┌─ Excerpted data

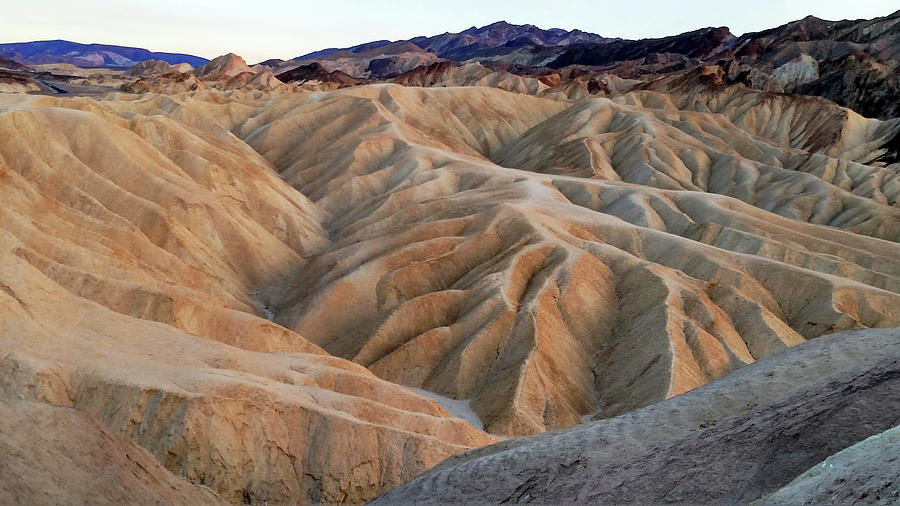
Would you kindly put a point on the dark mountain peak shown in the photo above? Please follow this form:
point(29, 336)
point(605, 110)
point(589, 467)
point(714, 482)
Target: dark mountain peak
point(90, 55)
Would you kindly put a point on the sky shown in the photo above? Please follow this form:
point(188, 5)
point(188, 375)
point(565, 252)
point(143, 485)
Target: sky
point(263, 29)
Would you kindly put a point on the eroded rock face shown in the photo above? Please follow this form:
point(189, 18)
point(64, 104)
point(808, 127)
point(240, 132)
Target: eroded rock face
point(54, 455)
point(546, 259)
point(732, 441)
point(135, 260)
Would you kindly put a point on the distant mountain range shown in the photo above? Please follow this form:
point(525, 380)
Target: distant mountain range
point(855, 63)
point(88, 55)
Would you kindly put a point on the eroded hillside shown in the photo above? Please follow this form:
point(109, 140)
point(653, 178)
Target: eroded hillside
point(550, 260)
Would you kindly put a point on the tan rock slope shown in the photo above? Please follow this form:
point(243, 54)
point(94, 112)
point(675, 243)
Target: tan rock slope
point(545, 259)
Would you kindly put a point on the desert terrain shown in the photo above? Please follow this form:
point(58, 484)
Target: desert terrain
point(505, 265)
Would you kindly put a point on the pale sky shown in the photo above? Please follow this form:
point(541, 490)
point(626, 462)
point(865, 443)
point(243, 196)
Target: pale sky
point(262, 29)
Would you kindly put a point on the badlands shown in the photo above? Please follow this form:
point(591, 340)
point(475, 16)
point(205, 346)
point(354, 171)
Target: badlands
point(426, 274)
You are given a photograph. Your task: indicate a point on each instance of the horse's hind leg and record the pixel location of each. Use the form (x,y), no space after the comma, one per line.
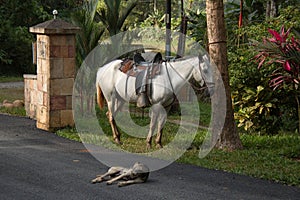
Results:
(152,127)
(115,131)
(161,120)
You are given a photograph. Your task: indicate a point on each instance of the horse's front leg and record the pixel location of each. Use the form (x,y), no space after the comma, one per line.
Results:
(115,131)
(153,123)
(160,125)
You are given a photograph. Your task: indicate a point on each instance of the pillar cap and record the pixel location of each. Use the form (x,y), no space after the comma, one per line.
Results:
(54,26)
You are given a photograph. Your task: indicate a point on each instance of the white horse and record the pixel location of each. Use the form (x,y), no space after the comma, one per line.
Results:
(117,88)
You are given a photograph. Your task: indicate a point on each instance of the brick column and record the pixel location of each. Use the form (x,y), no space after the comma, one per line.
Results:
(55,73)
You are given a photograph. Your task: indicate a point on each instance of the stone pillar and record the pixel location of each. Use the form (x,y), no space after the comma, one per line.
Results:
(55,73)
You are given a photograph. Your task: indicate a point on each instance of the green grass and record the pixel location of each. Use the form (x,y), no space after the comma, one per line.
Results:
(275,158)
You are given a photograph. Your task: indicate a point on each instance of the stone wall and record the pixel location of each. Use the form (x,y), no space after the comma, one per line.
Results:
(31,95)
(48,94)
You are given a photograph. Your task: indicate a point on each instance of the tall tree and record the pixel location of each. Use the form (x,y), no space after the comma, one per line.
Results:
(229,138)
(114,16)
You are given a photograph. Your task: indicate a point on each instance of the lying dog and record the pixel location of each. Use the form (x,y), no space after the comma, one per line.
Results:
(139,173)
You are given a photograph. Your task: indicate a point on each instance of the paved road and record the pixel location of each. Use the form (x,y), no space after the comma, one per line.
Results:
(36,164)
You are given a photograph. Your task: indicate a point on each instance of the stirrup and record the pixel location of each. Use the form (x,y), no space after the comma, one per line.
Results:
(143,100)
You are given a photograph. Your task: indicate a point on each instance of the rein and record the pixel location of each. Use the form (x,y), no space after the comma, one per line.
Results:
(174,96)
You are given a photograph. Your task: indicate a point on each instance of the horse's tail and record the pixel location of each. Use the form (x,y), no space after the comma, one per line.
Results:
(100,97)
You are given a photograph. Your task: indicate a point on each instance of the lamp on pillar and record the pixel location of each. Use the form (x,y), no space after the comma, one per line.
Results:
(55,13)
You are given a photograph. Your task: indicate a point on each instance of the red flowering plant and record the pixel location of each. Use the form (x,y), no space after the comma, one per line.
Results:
(284,52)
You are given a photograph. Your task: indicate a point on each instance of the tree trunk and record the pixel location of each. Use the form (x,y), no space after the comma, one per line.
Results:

└─

__What you have to do__
Return the entries unchanged, save for the pictures, which do not belong in the copy.

__Output below__
Would you kindly put a point on the dark mountain peak shown in the photo above? Please follow this form:
point(29, 336)
point(605, 110)
point(589, 467)
point(714, 482)
Target: dark mountain peak
point(90, 55)
Would you kindly put a point on the sky shown in the photo above? Please follow this form:
point(188, 5)
point(188, 375)
point(565, 252)
point(143, 485)
Target: sky
point(263, 29)
Would you kindly put a point on the eroded rock face shown in the photo above? Please follow this form:
point(189, 18)
point(64, 104)
point(808, 127)
point(240, 132)
Target: eroded rock face
point(54, 455)
point(546, 259)
point(732, 441)
point(135, 260)
Would you kindly put a point on the distant mountain range shown in the photo above? Please follow this form:
point(525, 380)
Target: distant mountain range
point(855, 63)
point(88, 55)
Would you kindly put a point on the eroded hillside shown in the photo above? Please follow this form:
point(109, 140)
point(653, 178)
Target: eroded hillside
point(550, 260)
Would you kindly put a point on the tan rock slope shown in the photo above? Please follow this form:
point(243, 54)
point(94, 112)
point(675, 243)
Target: tan rock slope
point(545, 259)
Would you kindly put a point on the desert terrain shown in the photo above? Please follow this form:
point(58, 484)
Target: desert terrain
point(505, 265)
Would you kindly put a point on the pale sky shown in the photo above? Please follow this form:
point(541, 490)
point(626, 462)
point(865, 443)
point(243, 196)
Target: pale sky
point(262, 29)
Would you kindly put a point on the badlands shown in the photo above? Please follow this form:
point(591, 340)
point(475, 16)
point(205, 346)
point(354, 171)
Target: badlands
point(426, 274)
You are given a photograph. Your task: indicate a point on each instance of the horse's hind leg and record the pixel location of each. Use the form (x,y), no space after the comma, one per line.
Results:
(152,127)
(115,131)
(161,120)
You are given a photograph. Your task: indicate a point on each instance of the horse's front leg and record the pixel location of each. Use the form (x,y), no space after the comma, one per line.
Results:
(115,131)
(153,123)
(160,125)
You are given a photograph. Your task: indicate a point on each instance of the pillar cap and record the pixel location of each. Use the form (x,y), no space after the comma, one per line.
Results:
(54,26)
You are given a photograph. Your task: indicate a point on each instance of the white horse and record the pixel location of each. Use the form (x,y), no space after the comma, one per line.
Results:
(117,88)
You are given a photograph. Your task: indicate a point on each instance of the brick column and record the pixel location of each. Use the form (x,y), no space after the comma, one per line.
Results:
(55,73)
You are given a photograph. Your task: indicate a point on each instance of the stone pillar and record the pixel location of each. Use the form (x,y), no space after the comma, one per line.
Results:
(55,73)
You are given a photograph. Your task: indicate a point on each instance of the green grass and record the pixel location of each. Use the form (x,y), no space after the comma, one per line.
Results:
(275,158)
You are given a photograph. Your task: indicate a point on each instance of the stone wall and record the pixel location of each. Use the form (x,y), no space after the comma, one per line.
Results:
(31,95)
(48,94)
You are given a photograph. Your task: indicate a point on each instance of the tall tree and record the pixel location of each. Use the form (x,y), no space after the comma, one per line.
Results:
(229,138)
(114,16)
You are given a photograph. Your task: indicate a point on each instance of the lying dog and record the pixel location of each. Use the form (x,y), no space after the comma, one per line.
Results:
(139,173)
You are given a photograph. Your task: indicate a point on each instance of the paved road and record the pixel location of each. Use the form (x,y), no space after the comma, one per line.
Results:
(36,164)
You are given a photograph. Your task: indicate a point on each instance of the stirrup and record the pixel location of each. Use the form (x,y), no space after the comma, one per line.
Results:
(143,100)
You are given a photograph. Your task: indicate a point on each instance of the rein and record the pixel location of each. Use the form (x,y), no space after the comma, one per line.
Results:
(174,96)
You are given a photograph. Your task: indicate a point on each instance of the horse's tail and record the pixel location of each. Use the form (x,y), no space after the comma, one per line.
Results:
(100,97)
You are given a photograph. Your task: indicate a point on each instance of the lamp on pillar and record the pixel location of each. Use the form (x,y), no space after the comma, one per line.
Results:
(55,13)
You are given a photograph. Your task: indicate a point on each instance of the red flowering plant and record the pixel location of each. Use the form (x,y), no space after the comma, one per line.
Results:
(284,52)
You are given a photograph. Your task: indicate a point on each instance of the tree trunk and record the pixel location of each. Use the form (x,y), no space after the comma, one per line.
Results:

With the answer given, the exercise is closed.